-- Task inputs follows --

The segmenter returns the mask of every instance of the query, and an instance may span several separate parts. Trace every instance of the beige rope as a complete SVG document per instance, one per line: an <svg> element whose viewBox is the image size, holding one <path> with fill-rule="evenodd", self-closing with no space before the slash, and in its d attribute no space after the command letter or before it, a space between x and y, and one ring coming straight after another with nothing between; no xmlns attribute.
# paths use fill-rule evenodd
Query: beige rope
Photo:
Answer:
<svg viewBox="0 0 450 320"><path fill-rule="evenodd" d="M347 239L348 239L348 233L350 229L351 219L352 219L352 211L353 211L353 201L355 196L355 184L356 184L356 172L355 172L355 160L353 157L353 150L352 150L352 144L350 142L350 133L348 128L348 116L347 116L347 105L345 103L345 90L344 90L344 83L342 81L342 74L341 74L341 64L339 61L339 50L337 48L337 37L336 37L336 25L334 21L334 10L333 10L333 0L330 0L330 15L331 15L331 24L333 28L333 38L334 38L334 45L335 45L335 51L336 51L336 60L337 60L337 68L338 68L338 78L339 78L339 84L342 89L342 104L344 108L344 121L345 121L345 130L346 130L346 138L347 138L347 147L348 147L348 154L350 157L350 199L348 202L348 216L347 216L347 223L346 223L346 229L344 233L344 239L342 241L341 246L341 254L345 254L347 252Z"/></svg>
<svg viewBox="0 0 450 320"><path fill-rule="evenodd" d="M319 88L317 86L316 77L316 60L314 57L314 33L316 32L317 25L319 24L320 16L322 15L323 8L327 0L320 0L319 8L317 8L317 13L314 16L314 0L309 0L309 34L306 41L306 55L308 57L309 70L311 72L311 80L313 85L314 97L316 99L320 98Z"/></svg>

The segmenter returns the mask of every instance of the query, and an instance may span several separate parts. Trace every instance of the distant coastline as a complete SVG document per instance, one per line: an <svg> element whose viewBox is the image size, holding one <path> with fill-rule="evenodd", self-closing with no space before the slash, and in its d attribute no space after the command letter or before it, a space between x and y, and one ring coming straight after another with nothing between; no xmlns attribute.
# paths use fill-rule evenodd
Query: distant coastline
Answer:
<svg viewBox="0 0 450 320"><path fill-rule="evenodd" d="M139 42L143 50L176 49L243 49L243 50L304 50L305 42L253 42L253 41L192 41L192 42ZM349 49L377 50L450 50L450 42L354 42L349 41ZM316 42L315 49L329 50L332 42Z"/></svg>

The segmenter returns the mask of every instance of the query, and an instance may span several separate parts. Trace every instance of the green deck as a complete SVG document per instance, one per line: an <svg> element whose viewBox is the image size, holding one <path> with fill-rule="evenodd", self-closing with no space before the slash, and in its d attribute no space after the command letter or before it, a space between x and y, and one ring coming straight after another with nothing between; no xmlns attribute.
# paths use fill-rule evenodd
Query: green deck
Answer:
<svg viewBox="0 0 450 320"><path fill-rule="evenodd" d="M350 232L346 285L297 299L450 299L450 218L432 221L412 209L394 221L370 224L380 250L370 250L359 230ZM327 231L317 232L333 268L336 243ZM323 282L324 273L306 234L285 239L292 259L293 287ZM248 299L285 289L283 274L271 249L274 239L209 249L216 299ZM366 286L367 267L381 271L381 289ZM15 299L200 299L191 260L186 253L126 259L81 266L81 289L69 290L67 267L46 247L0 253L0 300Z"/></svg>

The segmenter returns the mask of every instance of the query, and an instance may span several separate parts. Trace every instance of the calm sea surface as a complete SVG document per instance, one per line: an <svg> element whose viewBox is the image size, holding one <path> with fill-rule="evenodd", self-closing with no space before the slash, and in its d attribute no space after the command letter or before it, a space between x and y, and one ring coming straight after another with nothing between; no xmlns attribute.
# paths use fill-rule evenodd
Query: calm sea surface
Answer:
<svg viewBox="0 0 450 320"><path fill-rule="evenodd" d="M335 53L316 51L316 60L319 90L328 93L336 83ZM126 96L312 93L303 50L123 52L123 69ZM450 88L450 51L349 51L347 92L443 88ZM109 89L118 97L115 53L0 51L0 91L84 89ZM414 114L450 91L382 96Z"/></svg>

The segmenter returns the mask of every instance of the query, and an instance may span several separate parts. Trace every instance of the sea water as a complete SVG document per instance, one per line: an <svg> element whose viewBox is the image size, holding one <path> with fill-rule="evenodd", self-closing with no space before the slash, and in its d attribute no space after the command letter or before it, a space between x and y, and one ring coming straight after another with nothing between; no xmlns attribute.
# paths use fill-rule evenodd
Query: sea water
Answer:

-- Task inputs concluded --
-- Task inputs follows --

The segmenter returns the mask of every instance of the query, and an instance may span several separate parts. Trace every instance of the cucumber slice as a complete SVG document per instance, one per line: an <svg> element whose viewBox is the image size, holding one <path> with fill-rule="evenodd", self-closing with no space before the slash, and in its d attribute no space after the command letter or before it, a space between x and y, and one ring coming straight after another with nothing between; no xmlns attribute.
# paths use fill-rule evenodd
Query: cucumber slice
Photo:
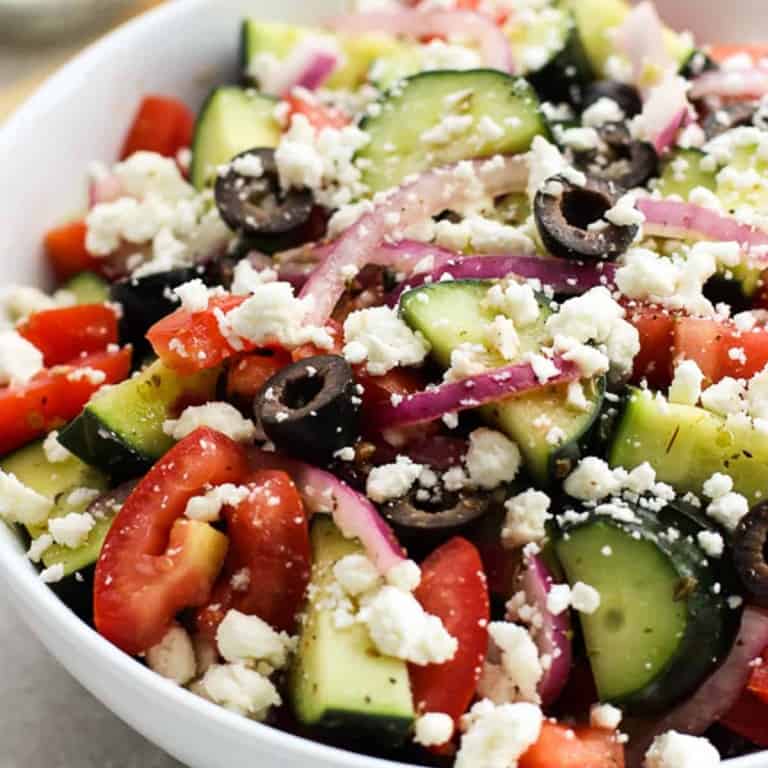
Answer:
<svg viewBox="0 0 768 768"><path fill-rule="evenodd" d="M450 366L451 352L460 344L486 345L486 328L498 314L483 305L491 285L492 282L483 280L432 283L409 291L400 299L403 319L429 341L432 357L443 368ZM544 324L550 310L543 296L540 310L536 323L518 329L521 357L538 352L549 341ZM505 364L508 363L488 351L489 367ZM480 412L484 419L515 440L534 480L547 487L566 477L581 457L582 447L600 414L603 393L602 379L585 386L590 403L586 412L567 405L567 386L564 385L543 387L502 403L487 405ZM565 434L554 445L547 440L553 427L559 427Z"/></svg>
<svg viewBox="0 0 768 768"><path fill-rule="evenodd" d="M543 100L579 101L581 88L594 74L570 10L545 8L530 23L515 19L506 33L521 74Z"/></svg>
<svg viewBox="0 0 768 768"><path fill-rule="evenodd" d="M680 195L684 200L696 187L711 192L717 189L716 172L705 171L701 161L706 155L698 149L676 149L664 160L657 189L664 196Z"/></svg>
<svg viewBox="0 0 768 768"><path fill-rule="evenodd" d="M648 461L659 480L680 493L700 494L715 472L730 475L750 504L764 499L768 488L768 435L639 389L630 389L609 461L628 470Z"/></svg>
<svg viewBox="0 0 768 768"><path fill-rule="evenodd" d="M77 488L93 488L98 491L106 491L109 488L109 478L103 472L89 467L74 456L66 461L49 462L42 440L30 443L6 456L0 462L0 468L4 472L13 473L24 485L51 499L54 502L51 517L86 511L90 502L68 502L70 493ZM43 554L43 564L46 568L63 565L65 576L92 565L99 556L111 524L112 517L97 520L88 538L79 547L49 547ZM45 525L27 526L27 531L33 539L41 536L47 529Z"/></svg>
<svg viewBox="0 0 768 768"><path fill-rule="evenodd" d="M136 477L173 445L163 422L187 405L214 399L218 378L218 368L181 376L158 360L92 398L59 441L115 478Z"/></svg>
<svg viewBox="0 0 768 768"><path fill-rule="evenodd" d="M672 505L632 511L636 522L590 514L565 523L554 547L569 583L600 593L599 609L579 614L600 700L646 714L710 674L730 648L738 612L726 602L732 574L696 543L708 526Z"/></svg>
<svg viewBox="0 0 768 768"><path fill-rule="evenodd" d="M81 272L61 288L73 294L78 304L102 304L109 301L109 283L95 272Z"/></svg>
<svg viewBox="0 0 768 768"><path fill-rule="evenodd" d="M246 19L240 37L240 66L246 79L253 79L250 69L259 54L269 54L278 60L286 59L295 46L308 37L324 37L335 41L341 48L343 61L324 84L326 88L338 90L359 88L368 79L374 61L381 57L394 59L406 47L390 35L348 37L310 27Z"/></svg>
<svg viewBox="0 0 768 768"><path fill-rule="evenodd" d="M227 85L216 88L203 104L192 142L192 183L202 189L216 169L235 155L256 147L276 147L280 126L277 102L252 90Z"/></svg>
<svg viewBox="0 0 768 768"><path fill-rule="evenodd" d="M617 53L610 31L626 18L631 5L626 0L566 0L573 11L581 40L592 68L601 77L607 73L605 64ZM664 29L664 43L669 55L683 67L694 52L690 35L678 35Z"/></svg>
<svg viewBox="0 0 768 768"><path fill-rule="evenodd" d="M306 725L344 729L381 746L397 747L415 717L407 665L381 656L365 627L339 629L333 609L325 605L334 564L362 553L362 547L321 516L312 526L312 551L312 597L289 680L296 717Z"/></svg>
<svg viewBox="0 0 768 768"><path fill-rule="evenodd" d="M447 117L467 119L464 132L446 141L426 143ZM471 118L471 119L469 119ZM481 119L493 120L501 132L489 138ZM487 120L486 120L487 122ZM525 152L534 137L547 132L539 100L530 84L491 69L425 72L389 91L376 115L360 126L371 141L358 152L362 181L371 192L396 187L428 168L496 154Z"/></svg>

-- Task inputs concluded --

### Required work
Of all the entries above, output exactly the lines between the one holding "Query: green deck" and the one holding "Query: calm sea surface", inclusive.

### Reply
Query: green deck
Answer:
<svg viewBox="0 0 450 320"><path fill-rule="evenodd" d="M350 232L346 285L297 299L450 299L450 218L432 221L412 209L394 221L370 224L380 250L370 250L359 230ZM327 231L317 232L333 268L336 243ZM323 282L324 273L306 234L285 239L292 259L293 287ZM248 299L285 289L283 274L271 249L274 239L209 249L216 299ZM366 286L367 267L381 271L381 289ZM15 299L200 299L191 260L186 253L126 259L81 266L81 289L69 290L67 267L46 247L0 253L0 300Z"/></svg>

The segmenter returns the mask of every instance of the query, and an instance may span several separate parts. Trace every instance of the calm sea surface as a complete SVG document per instance, one per line: an <svg> element whose viewBox is the image size, holding one <path> with fill-rule="evenodd", self-closing with no space before the slash, and in its d attribute no space after the command letter or before it, a space between x and y, and one ring coming straight after another with nothing between; no xmlns attribute.
# paths use fill-rule evenodd
Query: calm sea surface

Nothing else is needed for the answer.